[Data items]

####

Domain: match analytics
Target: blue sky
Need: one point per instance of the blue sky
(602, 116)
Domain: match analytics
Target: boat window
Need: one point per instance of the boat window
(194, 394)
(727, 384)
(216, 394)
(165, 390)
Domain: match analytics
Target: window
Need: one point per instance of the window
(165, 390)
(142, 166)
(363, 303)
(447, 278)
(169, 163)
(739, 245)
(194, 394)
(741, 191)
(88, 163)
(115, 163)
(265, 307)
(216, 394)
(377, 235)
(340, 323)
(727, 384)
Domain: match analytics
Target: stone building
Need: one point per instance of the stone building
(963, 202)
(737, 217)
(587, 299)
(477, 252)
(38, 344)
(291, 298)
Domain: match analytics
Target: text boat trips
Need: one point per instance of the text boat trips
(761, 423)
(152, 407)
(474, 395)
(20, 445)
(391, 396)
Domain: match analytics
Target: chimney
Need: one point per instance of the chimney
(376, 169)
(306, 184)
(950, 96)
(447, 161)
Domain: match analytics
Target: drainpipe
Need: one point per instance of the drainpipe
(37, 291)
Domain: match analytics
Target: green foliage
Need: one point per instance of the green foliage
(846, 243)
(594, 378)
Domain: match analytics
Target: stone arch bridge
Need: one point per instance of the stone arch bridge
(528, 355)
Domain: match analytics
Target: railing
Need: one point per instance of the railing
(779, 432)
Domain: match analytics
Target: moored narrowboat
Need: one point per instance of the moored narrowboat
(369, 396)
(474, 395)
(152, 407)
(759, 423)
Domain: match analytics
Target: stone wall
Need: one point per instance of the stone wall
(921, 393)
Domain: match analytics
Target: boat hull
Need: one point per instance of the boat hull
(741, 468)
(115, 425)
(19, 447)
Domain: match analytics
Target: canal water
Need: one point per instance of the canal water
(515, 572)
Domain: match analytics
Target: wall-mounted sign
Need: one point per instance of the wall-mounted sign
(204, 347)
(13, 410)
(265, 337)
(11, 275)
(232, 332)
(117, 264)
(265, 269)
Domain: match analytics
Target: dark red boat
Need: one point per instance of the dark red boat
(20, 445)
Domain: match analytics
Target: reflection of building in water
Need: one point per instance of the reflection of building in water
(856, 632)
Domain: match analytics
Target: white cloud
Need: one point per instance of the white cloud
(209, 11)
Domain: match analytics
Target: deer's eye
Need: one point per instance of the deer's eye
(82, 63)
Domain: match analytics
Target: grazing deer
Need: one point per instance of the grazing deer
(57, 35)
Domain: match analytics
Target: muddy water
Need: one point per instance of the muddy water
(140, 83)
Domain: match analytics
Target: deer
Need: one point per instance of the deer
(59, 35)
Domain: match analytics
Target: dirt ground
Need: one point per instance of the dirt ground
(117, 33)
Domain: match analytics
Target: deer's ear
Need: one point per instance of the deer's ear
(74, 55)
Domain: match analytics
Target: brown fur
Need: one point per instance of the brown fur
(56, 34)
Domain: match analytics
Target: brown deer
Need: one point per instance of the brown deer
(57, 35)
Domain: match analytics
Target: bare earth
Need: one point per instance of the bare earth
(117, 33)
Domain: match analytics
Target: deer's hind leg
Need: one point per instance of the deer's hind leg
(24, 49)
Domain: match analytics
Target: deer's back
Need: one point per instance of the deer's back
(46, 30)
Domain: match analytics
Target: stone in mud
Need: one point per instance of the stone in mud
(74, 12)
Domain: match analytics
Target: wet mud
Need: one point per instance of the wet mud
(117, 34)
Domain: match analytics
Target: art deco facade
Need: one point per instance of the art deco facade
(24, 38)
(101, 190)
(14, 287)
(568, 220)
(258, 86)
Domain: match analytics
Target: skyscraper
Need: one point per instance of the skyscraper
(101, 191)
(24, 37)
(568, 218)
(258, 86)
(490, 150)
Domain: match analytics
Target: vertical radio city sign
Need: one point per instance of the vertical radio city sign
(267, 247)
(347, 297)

####

Instructions to follow: Copy the entries above exactly, leaving none out.

Exercise result:
Domain: match analytics
Target: blue sky
Need: one point per instance of the blue sky
(602, 116)
Domain: match analytics
Target: boat window
Need: one point per instance of the boat window
(194, 394)
(727, 384)
(216, 394)
(165, 390)
Domain: match analytics
Target: window
Need: one point per instance of the window
(165, 390)
(142, 166)
(363, 303)
(447, 278)
(169, 163)
(739, 245)
(194, 394)
(741, 191)
(88, 163)
(115, 163)
(265, 307)
(216, 394)
(377, 235)
(340, 323)
(727, 384)
Domain: match analytics
Target: stone building
Need: one point per instance of the stone building
(963, 202)
(737, 217)
(587, 299)
(477, 252)
(38, 344)
(291, 298)
Domain: match analytics
Target: text boat trips
Need: one point per instance of the text boat trips
(761, 423)
(152, 407)
(474, 395)
(20, 445)
(391, 396)
Domain: match analytics
Target: chimney
Need: one point per instance of the chimney
(376, 169)
(306, 184)
(950, 96)
(447, 161)
Domain: match analytics
Target: drainpipe
Need: one point per instance of the drainpipe
(37, 291)
Domain: match analytics
Target: green foliage
Need: one point per instance of the green foliage
(846, 243)
(594, 378)
Domain: match analytics
Target: stone arch bridge
Need: one point per instance of the stone arch bridge
(528, 355)
Domain: match analytics
Target: railing
Need: one point per instance of the railing
(779, 432)
Domain: match analytics
Target: moored narrowboat
Need: one point per instance of the moored narrowboat
(369, 396)
(474, 395)
(152, 407)
(759, 423)
Domain: match analytics
Target: stone wall
Need: one point per instance of the stone wall
(921, 393)
Domain: match analytics
Target: boat hull
Need: one point per instance of the boat hull
(741, 468)
(115, 425)
(19, 447)
Domain: match analytics
Target: canal water
Need: one point per instance of the canal water
(515, 572)
Domain: match analytics
Target: wall-mounted sign
Need: one point per instance of the wall-mounted sign
(204, 347)
(13, 410)
(265, 337)
(11, 275)
(232, 332)
(117, 264)
(265, 269)
Domain: match analytics
Target: dark red boat
Need: one point per instance of the dark red boat
(20, 445)
Domain: match analytics
Target: reflection of building in water
Need: one point per instance of the reflection of building in water
(856, 632)
Domain: match analytics
Target: white cloud
Need: one point per instance of the white cloud
(209, 11)
Domain: match analytics
Target: deer's eye
Need: one point per instance of the deer's eye
(82, 63)
Domain: match analytics
Target: grazing deer
Need: one point per instance of the grazing deer
(57, 35)
Domain: match analytics
Target: muddy water
Need: one point per instance of the muddy water
(140, 83)
Domain: match analytics
Target: deer
Need: one point per instance of the deer
(59, 35)
Domain: match analytics
Target: dirt ground
Need: one point per instance of the dirt ground
(117, 33)
Domain: match analytics
Target: deer's ear
Need: one point per instance of the deer's ear
(74, 55)
Domain: match analytics
Target: brown fur
Need: one point per instance of the brown fur
(56, 34)
Domain: match analytics
Target: brown deer
Need: one point per instance of the brown deer
(57, 35)
Domain: match analytics
Target: bare earth
Need: one point per instance of the bare earth
(117, 33)
Domain: match analytics
Target: deer's hind leg
Need: one point per instance of the deer's hind leg
(24, 49)
Domain: match analytics
Target: deer's back
Need: one point per instance of the deer's back
(46, 30)
Domain: match analytics
Target: stone in mud
Need: one point per instance of the stone in mud
(74, 12)
Domain: match analytics
Target: wet mud
Need: one point per instance of the wet mud
(117, 34)
Domain: match analytics
Target: art deco facade
Need: one point per instance of the art deco facade
(24, 38)
(101, 190)
(14, 287)
(568, 220)
(258, 86)
Domain: match analytics
Target: skyscraper
Need: one point per instance of the skyscraper
(101, 191)
(24, 37)
(568, 218)
(258, 86)
(490, 150)
Domain: match analytics
Target: vertical radio city sign
Need: one point per instance of the vertical radio city sign
(267, 247)
(347, 297)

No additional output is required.